— Begin —

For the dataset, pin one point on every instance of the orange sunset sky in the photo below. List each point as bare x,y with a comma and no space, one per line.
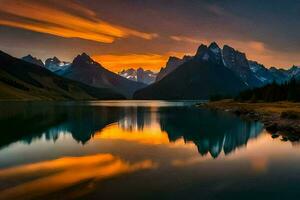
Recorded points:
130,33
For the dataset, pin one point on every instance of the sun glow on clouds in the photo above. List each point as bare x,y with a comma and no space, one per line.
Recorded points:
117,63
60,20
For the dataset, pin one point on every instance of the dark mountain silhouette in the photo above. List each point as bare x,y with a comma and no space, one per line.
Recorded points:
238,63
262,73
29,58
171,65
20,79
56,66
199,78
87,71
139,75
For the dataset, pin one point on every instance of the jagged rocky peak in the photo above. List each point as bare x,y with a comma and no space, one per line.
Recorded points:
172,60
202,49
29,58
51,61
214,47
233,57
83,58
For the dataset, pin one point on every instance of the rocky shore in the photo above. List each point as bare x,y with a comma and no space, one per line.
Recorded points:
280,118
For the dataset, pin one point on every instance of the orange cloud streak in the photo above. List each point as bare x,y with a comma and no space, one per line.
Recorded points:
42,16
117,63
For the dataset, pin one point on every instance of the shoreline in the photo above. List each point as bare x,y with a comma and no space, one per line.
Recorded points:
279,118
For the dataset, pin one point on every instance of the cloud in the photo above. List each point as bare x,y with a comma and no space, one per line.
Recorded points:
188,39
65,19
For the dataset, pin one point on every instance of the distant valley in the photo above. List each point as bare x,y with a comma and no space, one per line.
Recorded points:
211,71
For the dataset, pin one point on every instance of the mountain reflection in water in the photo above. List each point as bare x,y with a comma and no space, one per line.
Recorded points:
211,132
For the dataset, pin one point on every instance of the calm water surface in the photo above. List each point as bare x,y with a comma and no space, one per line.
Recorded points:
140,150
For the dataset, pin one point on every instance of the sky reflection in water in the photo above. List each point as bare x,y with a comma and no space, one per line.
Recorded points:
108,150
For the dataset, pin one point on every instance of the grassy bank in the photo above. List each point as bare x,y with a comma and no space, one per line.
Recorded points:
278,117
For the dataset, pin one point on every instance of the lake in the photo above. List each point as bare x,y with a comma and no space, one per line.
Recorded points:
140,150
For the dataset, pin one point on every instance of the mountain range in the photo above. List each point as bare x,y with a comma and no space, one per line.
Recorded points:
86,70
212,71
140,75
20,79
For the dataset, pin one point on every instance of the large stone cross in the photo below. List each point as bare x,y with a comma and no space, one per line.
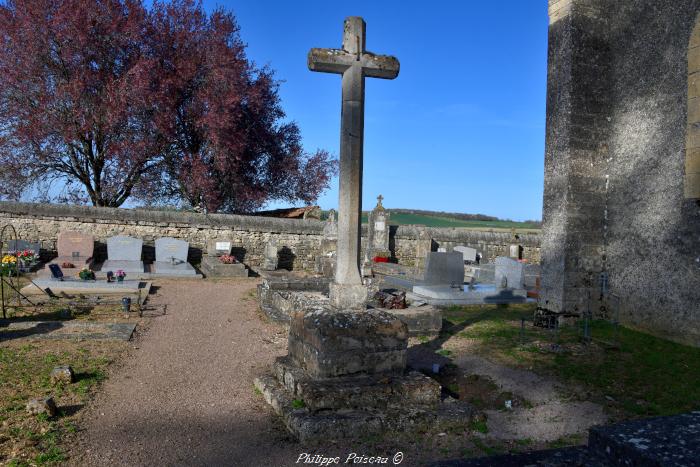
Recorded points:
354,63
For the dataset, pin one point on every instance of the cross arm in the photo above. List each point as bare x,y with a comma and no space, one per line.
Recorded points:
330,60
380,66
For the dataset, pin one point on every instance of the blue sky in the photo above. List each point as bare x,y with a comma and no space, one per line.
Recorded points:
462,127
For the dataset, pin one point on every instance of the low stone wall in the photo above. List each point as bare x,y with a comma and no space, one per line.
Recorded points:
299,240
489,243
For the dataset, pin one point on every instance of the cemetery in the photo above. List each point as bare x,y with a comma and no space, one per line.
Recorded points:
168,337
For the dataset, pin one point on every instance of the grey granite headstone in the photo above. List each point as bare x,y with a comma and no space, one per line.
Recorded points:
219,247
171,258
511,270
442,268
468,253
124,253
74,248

— End —

= Aim of the task =
Reproduce only the lines running from the one with "of the blue" through the final line of the listing above, both ends included.

= Solution to this exercise =
For the dataset, pin one point on every instance of the blue sky in the photo above. List each point as bare x,y with a comma and no space, one per line.
Recorded points:
462,127
For the dataset, pin one point on every instance of the low stone wall in the photo above. List each point as bare x,y with a comma and no space, one per line.
Recorded points:
299,240
489,243
For the dataset, pin one point on every instance of the cemetery in the photo above. List each point as bare x,y with a comma and no space, one per line.
Recorded points:
168,337
For the dataset, pin one point on every instance of the grey granite headstone in the photo above. List each point as bare x,y with a comma and no space, one per line.
Recorded points:
219,247
171,258
511,270
442,268
468,253
124,253
74,248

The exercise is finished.